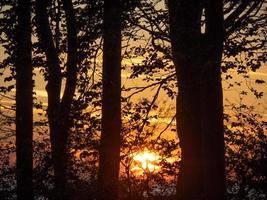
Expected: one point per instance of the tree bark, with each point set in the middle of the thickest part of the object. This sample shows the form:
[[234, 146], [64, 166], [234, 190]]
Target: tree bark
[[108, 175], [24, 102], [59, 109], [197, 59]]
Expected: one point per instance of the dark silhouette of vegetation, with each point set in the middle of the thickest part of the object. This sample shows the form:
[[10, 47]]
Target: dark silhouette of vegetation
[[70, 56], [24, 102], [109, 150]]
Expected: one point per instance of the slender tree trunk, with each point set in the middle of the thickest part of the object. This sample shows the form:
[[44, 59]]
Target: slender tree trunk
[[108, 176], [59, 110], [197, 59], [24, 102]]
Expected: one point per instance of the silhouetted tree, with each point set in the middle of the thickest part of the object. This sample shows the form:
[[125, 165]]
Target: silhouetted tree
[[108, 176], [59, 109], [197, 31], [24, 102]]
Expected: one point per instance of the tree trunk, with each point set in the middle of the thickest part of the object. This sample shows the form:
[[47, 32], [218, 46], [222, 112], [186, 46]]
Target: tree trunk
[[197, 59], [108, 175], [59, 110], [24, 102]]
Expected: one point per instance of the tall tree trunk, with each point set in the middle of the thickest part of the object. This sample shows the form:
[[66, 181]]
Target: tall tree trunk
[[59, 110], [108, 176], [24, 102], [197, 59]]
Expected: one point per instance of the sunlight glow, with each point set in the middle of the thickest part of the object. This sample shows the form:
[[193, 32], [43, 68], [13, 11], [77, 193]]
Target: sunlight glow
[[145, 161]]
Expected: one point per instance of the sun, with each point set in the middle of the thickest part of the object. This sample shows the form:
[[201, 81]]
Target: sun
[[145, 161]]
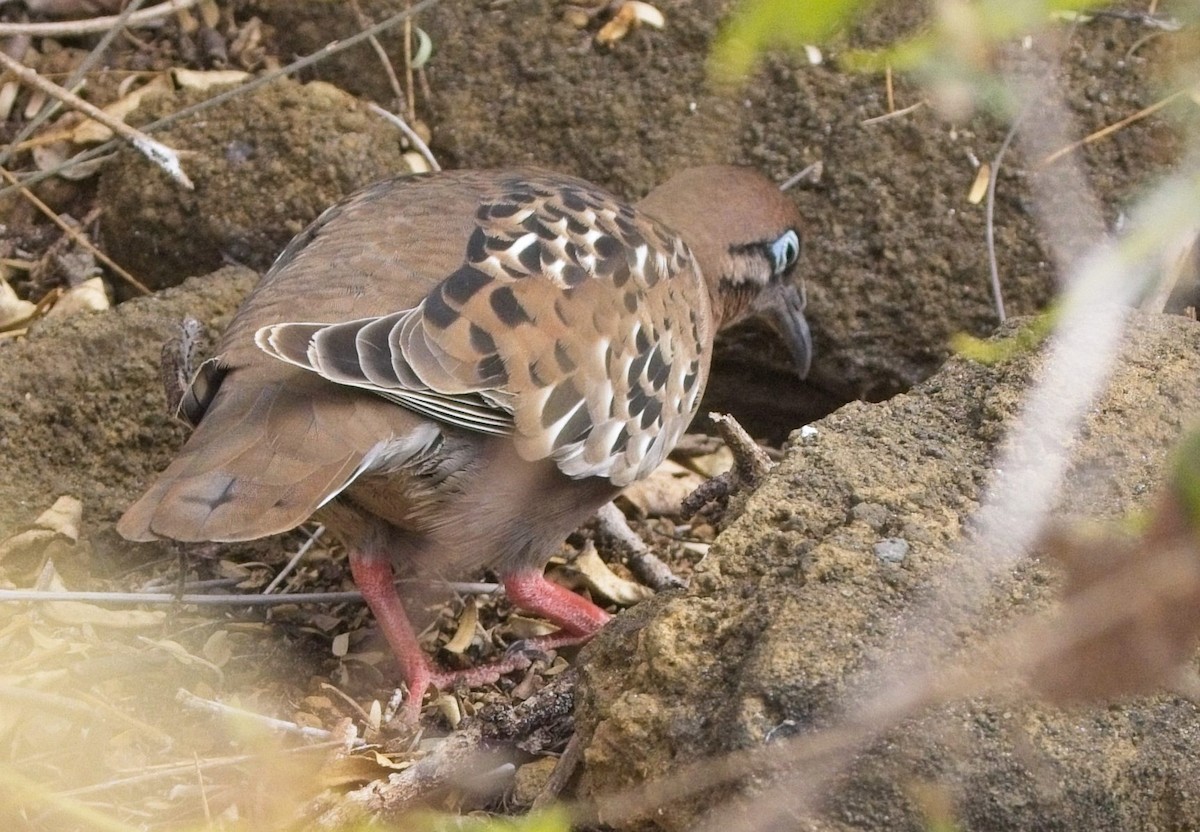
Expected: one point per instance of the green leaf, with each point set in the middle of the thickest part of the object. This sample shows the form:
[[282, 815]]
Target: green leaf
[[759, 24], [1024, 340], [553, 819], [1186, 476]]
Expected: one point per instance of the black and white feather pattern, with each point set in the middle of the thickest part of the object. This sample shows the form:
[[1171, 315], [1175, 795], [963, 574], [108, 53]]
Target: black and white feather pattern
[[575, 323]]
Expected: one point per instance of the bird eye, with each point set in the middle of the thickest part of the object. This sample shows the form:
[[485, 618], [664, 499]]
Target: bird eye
--
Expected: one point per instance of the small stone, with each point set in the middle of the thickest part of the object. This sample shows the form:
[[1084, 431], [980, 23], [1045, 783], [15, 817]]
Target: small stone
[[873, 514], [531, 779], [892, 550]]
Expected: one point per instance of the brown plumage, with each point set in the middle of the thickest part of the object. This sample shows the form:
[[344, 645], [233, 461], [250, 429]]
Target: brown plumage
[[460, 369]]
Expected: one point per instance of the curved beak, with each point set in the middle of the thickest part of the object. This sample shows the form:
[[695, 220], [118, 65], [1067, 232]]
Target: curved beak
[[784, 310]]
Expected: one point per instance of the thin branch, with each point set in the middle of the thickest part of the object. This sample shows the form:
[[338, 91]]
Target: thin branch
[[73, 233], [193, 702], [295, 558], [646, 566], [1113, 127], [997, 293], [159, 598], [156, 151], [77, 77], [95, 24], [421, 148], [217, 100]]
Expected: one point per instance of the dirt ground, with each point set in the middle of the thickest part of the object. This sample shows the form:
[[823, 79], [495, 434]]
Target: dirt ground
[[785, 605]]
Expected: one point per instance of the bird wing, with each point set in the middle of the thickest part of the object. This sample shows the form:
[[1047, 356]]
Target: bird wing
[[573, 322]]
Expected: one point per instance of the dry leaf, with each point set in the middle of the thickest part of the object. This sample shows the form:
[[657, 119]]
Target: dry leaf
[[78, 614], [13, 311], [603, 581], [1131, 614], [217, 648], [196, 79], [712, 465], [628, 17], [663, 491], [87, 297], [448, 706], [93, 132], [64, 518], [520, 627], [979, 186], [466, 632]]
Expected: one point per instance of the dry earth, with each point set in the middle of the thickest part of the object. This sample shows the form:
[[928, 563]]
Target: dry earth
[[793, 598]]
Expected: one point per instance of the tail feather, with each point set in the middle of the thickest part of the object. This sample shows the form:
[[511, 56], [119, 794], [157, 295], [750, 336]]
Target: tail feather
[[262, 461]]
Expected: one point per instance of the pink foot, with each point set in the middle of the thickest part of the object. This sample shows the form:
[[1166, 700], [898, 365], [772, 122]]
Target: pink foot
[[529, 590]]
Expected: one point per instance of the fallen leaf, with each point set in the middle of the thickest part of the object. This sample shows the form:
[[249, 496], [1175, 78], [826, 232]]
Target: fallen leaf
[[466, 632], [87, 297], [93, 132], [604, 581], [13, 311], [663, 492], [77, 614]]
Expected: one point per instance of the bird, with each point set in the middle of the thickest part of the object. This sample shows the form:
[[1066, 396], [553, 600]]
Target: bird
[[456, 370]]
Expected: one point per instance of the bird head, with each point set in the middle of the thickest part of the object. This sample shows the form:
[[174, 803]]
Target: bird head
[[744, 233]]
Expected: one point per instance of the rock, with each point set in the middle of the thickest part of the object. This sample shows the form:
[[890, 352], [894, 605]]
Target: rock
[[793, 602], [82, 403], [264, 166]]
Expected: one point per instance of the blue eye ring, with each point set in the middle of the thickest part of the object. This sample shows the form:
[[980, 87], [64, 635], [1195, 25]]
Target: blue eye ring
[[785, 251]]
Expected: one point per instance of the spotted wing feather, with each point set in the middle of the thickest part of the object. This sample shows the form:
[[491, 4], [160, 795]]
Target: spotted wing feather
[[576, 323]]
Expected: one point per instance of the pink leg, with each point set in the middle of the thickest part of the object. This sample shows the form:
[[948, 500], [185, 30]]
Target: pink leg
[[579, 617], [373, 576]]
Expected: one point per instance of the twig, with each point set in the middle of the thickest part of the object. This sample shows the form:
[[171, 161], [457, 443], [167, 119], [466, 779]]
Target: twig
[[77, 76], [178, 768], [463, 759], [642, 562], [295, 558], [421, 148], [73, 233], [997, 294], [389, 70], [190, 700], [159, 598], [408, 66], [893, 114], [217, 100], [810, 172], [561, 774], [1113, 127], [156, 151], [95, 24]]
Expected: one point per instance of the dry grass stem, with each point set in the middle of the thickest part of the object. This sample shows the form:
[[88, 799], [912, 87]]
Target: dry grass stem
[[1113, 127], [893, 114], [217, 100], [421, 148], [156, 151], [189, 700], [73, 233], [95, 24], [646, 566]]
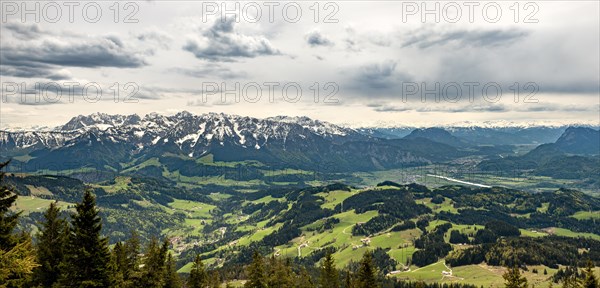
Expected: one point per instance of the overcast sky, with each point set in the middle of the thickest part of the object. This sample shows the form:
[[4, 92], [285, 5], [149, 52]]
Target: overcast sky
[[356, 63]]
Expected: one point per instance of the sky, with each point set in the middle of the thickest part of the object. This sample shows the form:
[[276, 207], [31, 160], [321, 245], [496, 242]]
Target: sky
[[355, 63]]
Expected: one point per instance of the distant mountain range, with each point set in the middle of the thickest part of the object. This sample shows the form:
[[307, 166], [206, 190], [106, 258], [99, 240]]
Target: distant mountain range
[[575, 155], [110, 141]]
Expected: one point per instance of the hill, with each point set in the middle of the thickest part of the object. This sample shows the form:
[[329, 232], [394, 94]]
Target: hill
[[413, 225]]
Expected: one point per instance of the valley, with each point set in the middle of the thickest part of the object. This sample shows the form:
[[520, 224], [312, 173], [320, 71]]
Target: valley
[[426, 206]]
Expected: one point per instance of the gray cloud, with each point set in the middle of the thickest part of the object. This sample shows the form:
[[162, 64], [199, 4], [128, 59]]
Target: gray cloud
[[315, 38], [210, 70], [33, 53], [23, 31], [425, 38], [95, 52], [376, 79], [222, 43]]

PROBLEM REQUIREMENTS
Copy the records from the line containing "Expected: one point per instance of the dirt" up to and including the line containing "492], [77, 614]]", swapping "dry leaf" for "brittle leaf" wherever it occurs and changing nothing else.

SOLUTION TO THE PROBLEM
Expected: one point per instance of the dirt ground, with each point set in the middle of the thickest part of the object. This sample shows the form:
[[823, 79], [495, 434]]
Target: dirt ground
[[785, 605]]
Expected: one point per instance of the bird wing, with each point set in the middle of the thickest part of the object. This sample shows the form:
[[1047, 356]]
Target: bird wing
[[573, 322]]
Expected: one point per instance of the brittle leaf, with each point set in the middle of the thickest part of the object. This sample shows the form:
[[657, 119]]
Target: brittle leaf
[[78, 614], [13, 311], [603, 581], [1131, 614], [217, 648], [196, 79], [712, 465], [628, 17], [663, 491], [87, 297], [448, 706], [93, 132], [64, 518], [520, 627], [979, 186], [466, 632]]
Expected: one point per instance of the dry earth, with each point set in the middle of the thickest part of the object. This sample shows the form:
[[928, 563]]
Target: dry earth
[[793, 598]]
Expected: one point per instance of the tail feather, with each point set in the middle of the thickest part of the object. This sample shows the form:
[[511, 56], [119, 794], [157, 295], [750, 336]]
Target: tail feather
[[262, 461]]
Expected: one point per instance of the pink foot, with each point set in the middle of the thickest part of the object. This sample shows the form:
[[1166, 700], [898, 365], [772, 122]]
Target: pink foot
[[529, 590]]
Expected: one point per instance of the fallen leaf, with each point set in the middle of the thickest part of the object. This sample shows the form:
[[249, 496], [1175, 78], [826, 232]]
Target: fallen leaf
[[466, 632], [87, 297], [93, 132], [604, 581], [13, 311], [663, 492], [77, 614]]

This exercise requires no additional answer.